* _Given exercise_
Pick out every line in the records below that contains the string "Here", and copy each one in full. Treat uppercase and lowercase as different.

[Dataset records]
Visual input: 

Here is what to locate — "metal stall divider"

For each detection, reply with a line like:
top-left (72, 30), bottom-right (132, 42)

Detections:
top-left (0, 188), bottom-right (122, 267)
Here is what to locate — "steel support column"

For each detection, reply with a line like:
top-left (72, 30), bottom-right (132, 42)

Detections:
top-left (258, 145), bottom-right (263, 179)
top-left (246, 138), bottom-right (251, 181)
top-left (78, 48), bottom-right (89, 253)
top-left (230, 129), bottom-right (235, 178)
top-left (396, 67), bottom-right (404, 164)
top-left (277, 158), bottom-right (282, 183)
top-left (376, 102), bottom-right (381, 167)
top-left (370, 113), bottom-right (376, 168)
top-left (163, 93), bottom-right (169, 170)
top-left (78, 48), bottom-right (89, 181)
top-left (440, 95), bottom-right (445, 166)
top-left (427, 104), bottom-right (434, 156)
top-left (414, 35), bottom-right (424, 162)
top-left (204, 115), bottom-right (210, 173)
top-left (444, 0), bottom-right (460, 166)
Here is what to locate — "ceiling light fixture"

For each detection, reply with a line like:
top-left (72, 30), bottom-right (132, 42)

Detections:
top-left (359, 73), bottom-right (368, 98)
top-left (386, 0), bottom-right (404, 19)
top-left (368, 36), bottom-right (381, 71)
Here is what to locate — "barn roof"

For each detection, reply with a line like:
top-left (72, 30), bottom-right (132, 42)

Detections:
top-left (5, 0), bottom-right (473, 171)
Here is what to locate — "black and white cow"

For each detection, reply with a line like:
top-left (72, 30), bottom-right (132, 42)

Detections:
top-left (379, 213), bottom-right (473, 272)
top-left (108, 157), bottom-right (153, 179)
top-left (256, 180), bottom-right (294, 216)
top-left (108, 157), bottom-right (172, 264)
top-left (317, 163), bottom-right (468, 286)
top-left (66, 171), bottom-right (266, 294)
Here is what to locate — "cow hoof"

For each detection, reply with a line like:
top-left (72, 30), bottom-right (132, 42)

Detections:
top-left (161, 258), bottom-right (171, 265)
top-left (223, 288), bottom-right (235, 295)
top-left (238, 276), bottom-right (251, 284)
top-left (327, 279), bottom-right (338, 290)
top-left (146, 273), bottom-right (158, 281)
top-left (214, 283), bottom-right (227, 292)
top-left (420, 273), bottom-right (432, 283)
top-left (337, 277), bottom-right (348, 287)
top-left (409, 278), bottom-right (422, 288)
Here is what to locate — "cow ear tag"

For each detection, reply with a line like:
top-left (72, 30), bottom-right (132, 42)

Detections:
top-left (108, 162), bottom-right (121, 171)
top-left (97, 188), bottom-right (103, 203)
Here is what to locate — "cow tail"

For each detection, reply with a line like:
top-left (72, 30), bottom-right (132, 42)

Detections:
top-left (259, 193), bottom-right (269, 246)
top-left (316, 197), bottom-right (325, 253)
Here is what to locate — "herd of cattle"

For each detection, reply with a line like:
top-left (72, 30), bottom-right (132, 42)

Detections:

* _Task result_
Here is what to locate — "metal stall divider"
Here is what to locate — "steel support column"
Here is what to locate — "ceiling light fixture"
Here is what to locate — "barn roof"
Here is what to locate — "black and white cow"
Here is what to locate — "cow hoof"
Here is what to locate — "cow ear tag"
Here is what to locate — "cow tail"
Here is what to locate — "herd of cattle"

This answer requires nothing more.